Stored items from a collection
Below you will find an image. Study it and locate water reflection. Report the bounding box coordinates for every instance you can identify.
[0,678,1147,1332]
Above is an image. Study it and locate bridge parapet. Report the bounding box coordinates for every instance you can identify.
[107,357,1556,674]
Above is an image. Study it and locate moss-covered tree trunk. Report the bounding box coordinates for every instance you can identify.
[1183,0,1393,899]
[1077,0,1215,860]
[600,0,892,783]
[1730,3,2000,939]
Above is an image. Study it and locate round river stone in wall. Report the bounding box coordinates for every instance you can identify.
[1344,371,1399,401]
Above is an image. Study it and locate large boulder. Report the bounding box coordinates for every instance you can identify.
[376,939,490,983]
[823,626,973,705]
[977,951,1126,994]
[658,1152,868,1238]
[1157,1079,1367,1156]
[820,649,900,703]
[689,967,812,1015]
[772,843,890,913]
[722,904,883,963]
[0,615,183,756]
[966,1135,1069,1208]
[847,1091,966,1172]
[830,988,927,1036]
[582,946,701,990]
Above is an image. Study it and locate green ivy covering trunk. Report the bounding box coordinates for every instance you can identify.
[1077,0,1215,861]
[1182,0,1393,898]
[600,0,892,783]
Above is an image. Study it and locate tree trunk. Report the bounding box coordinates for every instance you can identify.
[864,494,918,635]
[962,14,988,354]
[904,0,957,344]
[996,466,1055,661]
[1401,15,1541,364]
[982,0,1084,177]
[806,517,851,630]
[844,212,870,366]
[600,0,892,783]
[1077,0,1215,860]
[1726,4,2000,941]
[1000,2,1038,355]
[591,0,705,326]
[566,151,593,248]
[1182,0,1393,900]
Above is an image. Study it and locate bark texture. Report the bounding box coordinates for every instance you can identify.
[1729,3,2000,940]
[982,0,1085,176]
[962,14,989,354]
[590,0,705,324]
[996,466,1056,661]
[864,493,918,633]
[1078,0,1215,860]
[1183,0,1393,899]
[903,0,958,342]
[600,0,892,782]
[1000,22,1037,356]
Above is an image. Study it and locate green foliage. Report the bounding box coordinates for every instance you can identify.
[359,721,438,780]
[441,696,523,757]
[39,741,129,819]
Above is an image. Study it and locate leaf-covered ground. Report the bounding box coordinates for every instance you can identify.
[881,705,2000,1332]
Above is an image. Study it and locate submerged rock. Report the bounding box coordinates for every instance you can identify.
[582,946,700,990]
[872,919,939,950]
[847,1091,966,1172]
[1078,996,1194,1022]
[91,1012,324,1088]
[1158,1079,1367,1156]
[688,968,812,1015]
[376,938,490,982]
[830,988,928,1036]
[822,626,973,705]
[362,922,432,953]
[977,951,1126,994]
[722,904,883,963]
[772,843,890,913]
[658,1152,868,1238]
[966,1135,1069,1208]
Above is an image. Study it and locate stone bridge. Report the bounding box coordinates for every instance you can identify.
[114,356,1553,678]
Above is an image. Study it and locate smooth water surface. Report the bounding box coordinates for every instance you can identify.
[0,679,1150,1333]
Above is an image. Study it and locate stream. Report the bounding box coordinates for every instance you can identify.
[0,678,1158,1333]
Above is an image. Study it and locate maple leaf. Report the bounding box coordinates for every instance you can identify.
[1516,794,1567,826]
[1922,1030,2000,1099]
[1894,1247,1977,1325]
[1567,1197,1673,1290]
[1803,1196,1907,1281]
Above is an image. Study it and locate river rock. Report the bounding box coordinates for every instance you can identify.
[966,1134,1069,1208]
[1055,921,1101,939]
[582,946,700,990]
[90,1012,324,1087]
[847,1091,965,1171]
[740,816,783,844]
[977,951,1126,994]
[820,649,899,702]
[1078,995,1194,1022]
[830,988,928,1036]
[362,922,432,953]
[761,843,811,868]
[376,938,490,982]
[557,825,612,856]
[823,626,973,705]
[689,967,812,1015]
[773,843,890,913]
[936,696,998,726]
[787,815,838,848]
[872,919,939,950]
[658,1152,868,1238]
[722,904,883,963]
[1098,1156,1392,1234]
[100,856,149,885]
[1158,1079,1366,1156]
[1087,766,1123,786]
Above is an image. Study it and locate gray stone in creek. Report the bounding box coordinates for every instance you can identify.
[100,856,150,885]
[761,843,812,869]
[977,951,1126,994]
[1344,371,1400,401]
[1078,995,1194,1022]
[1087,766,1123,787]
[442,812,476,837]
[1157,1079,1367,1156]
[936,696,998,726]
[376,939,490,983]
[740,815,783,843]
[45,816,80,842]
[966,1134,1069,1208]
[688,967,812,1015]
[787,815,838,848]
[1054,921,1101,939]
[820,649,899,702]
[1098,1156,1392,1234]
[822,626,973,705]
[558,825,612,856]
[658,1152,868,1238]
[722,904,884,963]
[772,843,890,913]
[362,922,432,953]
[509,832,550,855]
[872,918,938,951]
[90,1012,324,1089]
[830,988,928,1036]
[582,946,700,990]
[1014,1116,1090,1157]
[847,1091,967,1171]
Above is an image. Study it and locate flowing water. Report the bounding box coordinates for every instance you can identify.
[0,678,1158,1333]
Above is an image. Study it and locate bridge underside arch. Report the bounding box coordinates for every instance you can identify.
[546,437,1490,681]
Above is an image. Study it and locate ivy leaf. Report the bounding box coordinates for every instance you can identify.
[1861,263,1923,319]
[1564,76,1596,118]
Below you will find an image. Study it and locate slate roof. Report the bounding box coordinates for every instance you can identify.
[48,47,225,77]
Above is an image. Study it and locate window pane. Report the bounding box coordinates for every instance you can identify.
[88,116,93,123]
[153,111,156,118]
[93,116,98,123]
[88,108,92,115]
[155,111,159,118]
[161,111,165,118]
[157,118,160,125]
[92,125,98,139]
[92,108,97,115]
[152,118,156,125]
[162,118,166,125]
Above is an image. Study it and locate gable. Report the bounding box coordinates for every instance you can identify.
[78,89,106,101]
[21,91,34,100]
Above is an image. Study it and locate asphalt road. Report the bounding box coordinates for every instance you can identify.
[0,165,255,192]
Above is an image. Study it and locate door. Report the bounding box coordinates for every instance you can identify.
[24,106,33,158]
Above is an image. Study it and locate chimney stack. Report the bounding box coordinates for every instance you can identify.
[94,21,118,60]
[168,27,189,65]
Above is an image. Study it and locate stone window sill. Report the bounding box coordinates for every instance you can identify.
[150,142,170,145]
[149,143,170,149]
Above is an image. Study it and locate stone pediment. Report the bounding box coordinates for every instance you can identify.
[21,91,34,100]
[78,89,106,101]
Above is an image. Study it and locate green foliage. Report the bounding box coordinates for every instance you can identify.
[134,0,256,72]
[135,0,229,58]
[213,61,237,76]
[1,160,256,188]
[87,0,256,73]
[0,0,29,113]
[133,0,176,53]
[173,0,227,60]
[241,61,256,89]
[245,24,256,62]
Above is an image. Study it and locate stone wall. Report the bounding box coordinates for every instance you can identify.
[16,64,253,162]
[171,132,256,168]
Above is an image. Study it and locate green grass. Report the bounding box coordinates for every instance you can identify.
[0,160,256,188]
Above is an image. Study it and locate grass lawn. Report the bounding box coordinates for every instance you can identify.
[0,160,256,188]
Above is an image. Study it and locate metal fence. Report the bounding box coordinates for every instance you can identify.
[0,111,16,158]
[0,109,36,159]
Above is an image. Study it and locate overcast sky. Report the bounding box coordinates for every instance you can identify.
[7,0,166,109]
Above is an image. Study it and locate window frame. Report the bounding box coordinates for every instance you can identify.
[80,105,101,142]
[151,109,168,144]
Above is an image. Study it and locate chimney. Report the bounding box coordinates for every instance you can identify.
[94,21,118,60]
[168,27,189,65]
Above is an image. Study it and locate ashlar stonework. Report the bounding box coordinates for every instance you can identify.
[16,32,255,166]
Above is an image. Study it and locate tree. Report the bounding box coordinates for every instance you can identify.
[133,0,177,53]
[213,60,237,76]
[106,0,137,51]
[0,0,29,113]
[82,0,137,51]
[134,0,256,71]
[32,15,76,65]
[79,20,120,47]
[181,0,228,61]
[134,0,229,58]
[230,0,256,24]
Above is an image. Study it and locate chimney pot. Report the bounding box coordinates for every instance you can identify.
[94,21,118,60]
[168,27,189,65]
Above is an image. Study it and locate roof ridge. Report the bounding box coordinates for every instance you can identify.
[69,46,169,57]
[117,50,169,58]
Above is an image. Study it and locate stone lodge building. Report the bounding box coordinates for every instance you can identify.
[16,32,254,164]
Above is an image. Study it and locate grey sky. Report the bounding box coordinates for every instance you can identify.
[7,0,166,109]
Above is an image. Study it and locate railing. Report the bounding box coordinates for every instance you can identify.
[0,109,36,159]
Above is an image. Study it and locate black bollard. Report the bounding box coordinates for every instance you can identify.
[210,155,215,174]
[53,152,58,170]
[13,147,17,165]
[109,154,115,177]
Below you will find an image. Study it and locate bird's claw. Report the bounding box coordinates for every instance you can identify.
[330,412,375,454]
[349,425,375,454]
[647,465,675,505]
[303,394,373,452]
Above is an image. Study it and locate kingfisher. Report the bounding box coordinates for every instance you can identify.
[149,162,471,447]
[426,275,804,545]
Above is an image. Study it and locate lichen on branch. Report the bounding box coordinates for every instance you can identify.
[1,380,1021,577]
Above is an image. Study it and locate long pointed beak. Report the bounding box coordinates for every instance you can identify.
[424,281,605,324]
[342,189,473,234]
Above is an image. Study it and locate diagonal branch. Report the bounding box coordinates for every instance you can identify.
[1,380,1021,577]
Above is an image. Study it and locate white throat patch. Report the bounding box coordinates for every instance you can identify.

=== GOAL OF THE EXERCISE ===
Write out every line, unchanged, from the one containing "Above is an image. Study it and locate kingfisher." through the closing line of the data.

=== EXERCISE ANSWER ===
Above is an image. Study it and locate kingfisher. Report the bounding box coordinates for every instance you can identify.
[149,162,471,447]
[426,275,804,545]
Above is an image. Study it and locate lichen on branch. Report the bounding box coordinates for every instance you can identify.
[1,380,1021,577]
Above is an image. Study it and locate long pointed beak. Report the bounding box coordinates for every instance you can identify.
[424,281,605,324]
[342,189,473,234]
Above is an image. Study it and locate diagonal branch. Report the bounding box coordinates for every instance you can identify.
[1,380,1021,577]
Above is an image. Study it and locate white throat patch. Report the bounding box coordinates for every instance you can identify.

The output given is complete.